▶ SOURCE EXCERPT:
Modelling in RDF/OWL does factor in some different considerations from how you would work if you were modelling for a traditional CMS, for instance for implementing identifier in a CMS you would normally want a section with two fields: 'Identifier type':'Wikidata' and 'identifier code/id':'Q1421747', or more simply 'wikidata id':'Q1421747'.

In RDF, your "type" is an inherent part of declaring the existence of an identifier, so you would be more likely to do something like http://collections.cinematheque.qc.ca/recherche/oeuvres/fiche/2082 > hasIdentifier > blank node to represent the Wikidata identifier for this work (type: WikidataIdentifier) > hasIdentifierText > Q1421747.

A shorter option would be to drop the blank node, so http://collections.cinematheque.qc.ca/recherche/oeuvres/fiche/2082 > hasWikidataIdentifier > Q1421747, but I personally much prefer the extended model as it allows you to non-destructively allow further data statements against the "entity which is Cinémathèque-québécoise-wikidata-id-for-picnic-at-hanging-rock" (eg "true as of time") in the future if you wish to extend the ontology.

paulduchesne commented 1 year ago

In the section 6.9. of the standard, there is cardinality: zero or more for Variant and Manifestation. However, in the section 4.1 (Cinematographic Work), there is Language listed as one of the elements for Work, with cardinality zero or more. So there is an inconsistency in the standard. Is or is not language the element of the Work according to the standard?

I had assumed this to be an error - I would have considered language crucial at Work level to indicate a primary language (please correct me if I have missed another place where this is declared), especially if there are "Dubbed" Variants which would be distinguished by a different spoken language to the work.

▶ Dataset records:
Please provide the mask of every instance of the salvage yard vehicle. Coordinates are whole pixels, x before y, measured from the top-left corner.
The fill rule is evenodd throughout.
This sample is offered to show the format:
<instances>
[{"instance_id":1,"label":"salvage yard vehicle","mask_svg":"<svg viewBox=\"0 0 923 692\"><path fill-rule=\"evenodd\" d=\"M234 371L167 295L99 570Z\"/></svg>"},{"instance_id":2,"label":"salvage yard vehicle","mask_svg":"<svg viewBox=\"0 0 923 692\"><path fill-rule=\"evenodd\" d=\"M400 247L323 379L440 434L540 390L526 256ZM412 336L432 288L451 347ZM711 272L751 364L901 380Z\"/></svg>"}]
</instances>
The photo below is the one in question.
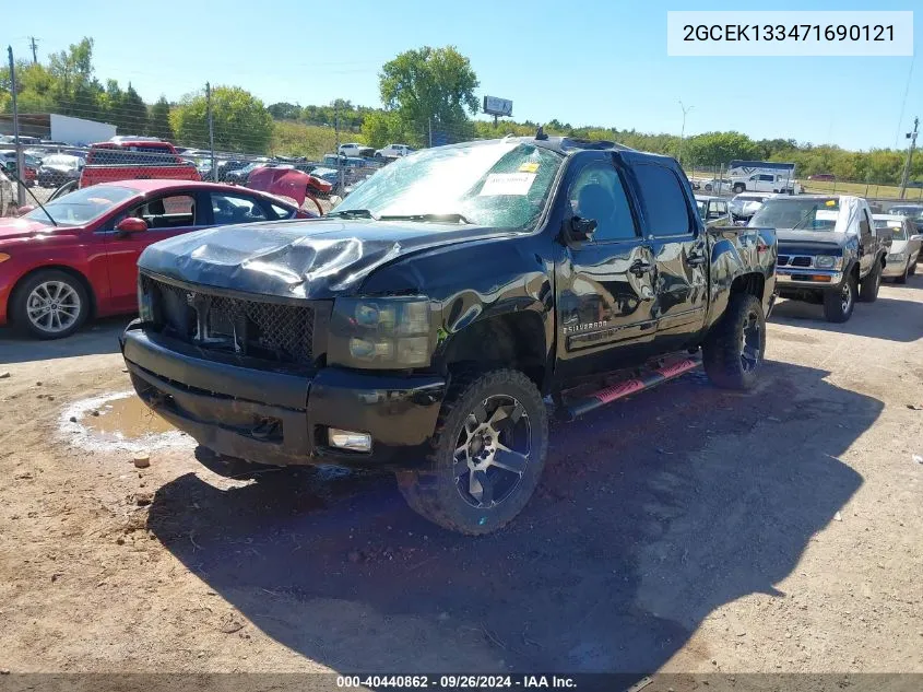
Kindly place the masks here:
<instances>
[{"instance_id":1,"label":"salvage yard vehicle","mask_svg":"<svg viewBox=\"0 0 923 692\"><path fill-rule=\"evenodd\" d=\"M888 259L883 277L894 279L898 283L907 283L907 278L916 273L920 249L923 247L923 235L916 232L916 226L907 216L896 214L873 214L879 235L890 234L891 246L888 248Z\"/></svg>"},{"instance_id":2,"label":"salvage yard vehicle","mask_svg":"<svg viewBox=\"0 0 923 692\"><path fill-rule=\"evenodd\" d=\"M889 238L876 232L861 197L774 197L750 224L776 228L781 297L823 304L831 322L847 321L856 300L873 303L878 297Z\"/></svg>"},{"instance_id":3,"label":"salvage yard vehicle","mask_svg":"<svg viewBox=\"0 0 923 692\"><path fill-rule=\"evenodd\" d=\"M731 215L737 221L749 220L773 192L742 192L731 200Z\"/></svg>"},{"instance_id":4,"label":"salvage yard vehicle","mask_svg":"<svg viewBox=\"0 0 923 692\"><path fill-rule=\"evenodd\" d=\"M151 139L114 138L93 144L80 174L80 187L145 178L201 180L196 164L184 161L173 144Z\"/></svg>"},{"instance_id":5,"label":"salvage yard vehicle","mask_svg":"<svg viewBox=\"0 0 923 692\"><path fill-rule=\"evenodd\" d=\"M731 216L727 200L723 197L696 195L696 207L707 228L734 225L734 219Z\"/></svg>"},{"instance_id":6,"label":"salvage yard vehicle","mask_svg":"<svg viewBox=\"0 0 923 692\"><path fill-rule=\"evenodd\" d=\"M91 314L138 307L135 263L157 241L216 224L306 216L268 195L209 183L122 180L24 207L0 220L0 325L39 339L76 331Z\"/></svg>"},{"instance_id":7,"label":"salvage yard vehicle","mask_svg":"<svg viewBox=\"0 0 923 692\"><path fill-rule=\"evenodd\" d=\"M540 130L399 159L323 219L149 247L122 353L230 469L394 470L487 533L539 483L544 397L572 418L702 362L752 388L776 255L771 228L707 231L675 160Z\"/></svg>"}]
</instances>

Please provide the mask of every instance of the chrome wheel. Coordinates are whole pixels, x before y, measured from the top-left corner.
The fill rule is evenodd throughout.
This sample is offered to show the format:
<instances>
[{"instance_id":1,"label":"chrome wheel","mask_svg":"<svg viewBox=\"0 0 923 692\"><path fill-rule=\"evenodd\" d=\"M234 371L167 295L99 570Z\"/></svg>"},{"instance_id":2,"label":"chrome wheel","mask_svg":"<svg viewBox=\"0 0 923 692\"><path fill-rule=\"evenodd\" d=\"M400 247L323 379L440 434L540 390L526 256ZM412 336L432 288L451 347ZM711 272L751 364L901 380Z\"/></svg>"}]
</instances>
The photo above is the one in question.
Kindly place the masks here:
<instances>
[{"instance_id":1,"label":"chrome wheel","mask_svg":"<svg viewBox=\"0 0 923 692\"><path fill-rule=\"evenodd\" d=\"M761 351L762 329L759 325L759 316L750 312L747 313L744 327L741 330L741 366L745 373L756 370L759 365Z\"/></svg>"},{"instance_id":2,"label":"chrome wheel","mask_svg":"<svg viewBox=\"0 0 923 692\"><path fill-rule=\"evenodd\" d=\"M83 305L76 290L63 281L45 281L26 298L26 316L32 325L47 333L59 333L73 327Z\"/></svg>"},{"instance_id":3,"label":"chrome wheel","mask_svg":"<svg viewBox=\"0 0 923 692\"><path fill-rule=\"evenodd\" d=\"M849 281L843 282L843 288L840 289L840 305L843 308L843 314L850 312L852 307L852 286Z\"/></svg>"},{"instance_id":4,"label":"chrome wheel","mask_svg":"<svg viewBox=\"0 0 923 692\"><path fill-rule=\"evenodd\" d=\"M529 414L517 399L504 395L484 399L455 441L453 472L462 499L477 508L507 500L522 480L531 445Z\"/></svg>"}]
</instances>

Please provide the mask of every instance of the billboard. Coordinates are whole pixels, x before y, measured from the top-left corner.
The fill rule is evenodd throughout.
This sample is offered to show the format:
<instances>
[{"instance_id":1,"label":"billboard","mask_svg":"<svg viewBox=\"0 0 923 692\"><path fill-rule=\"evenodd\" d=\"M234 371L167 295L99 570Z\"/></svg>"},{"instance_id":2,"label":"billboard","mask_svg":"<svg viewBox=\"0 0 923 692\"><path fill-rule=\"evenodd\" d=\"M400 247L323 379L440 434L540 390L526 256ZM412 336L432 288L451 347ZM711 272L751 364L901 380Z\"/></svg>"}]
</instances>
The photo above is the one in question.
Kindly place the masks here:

▶ PROBLEMS TO SOLVE:
1. Reproduce everything in the RDF modeling discussion from "A shorter option" down to "to the standard?".
2. Pick up the RDF modeling discussion where it ends and write the next part.

▶ OUTPUTS IN ORDER:
1.
A shorter option would be to drop the blank node, so http://collections.cinematheque.qc.ca/recherche/oeuvres/fiche/2082 > hasWikidataIdentifier > Q1421747, but I personally much prefer the extended model as it allows you to non-destructively allow further data statements against the "entity which is Cinémathèque-québécoise-wikidata-id-for-picnic-at-hanging-rock" (eg "true as of time") in the future if you wish to extend the ontology.

paulduchesne commented 1 year ago

In the section 6.9. of the standard, there is cardinality: zero or more for Variant and Manifestation. However, in the section 4.1 (Cinematographic Work), there is Language listed as one of the elements for Work, with cardinality zero or more. So there is an inconsistency in the standard. Is or is not language the element of the Work according to the standard?

2.
An interesting edge case which occurred to me in this space, I understand that a lot of the films of Dino De Laurentiis from the 50s and 60s were shot, dubbed and released in separate English and Italian prints simultaneously (Ulysses [1954], Barabbas [1961]). So if both languages are "primary" for release, how do you indicate this, and distinguish that case from a work which features a single soundtrack contains both English and Italian, without having to dig into item-level language data?

torbjornbp commented 1 year ago

I’ve tried to rephrase my initial question in the workshop regarding works/variants and the “representative expression” concept:

In its essence its a question of whether the work and variant are entities with the same attributes, or whether some attributes would only ever be found on either the work or variant.

The reason I’m asking is the current hierarchical modelling of the work-variant relationship. What you say about the parent in a parent/child is supposed to also be true of its child records. In a model with an optional variant modelled as a child record to a work, you quickly run into problems.    Unless you somehow define which attributes at the work level is work-entity metadata and describes both the original expression and its variant, and what is expression-entity metadata only describing the original expression, everything you say at the work level is paradoxically implied to also be true of its variant.    If I for example were to add an attribute at the parent work level, but remove this same attribute at the child variant level, and then do a search for every manfestation-entity in the collection that belongs to a work or variant with this attribute, I could also get hits on the variant manifestations...   This might be heresy, but in a model with an optional variant I’m tempted to argue that the variant could benefit from being modelled as more of a parallel entity to the work (using a non-hierarchical relationship).

stephenmcconnachie commented 1 year ago

For what it’s worth, at the BFI National Archive we have never used the Variant and don’t really see a huge benefit in it as an entity. We typically treat the major version difference as a separate Work, related to the Work horizontally with a carefully described relationship.

I understand some archives do use the Variant, including CNC and possibly Swedish Film Institute, but I believe it creates as many problems as it solves, and doesn’t add a huge benefit that can’t be achieved via a well structured relationship.

But we’re probably not typical in this.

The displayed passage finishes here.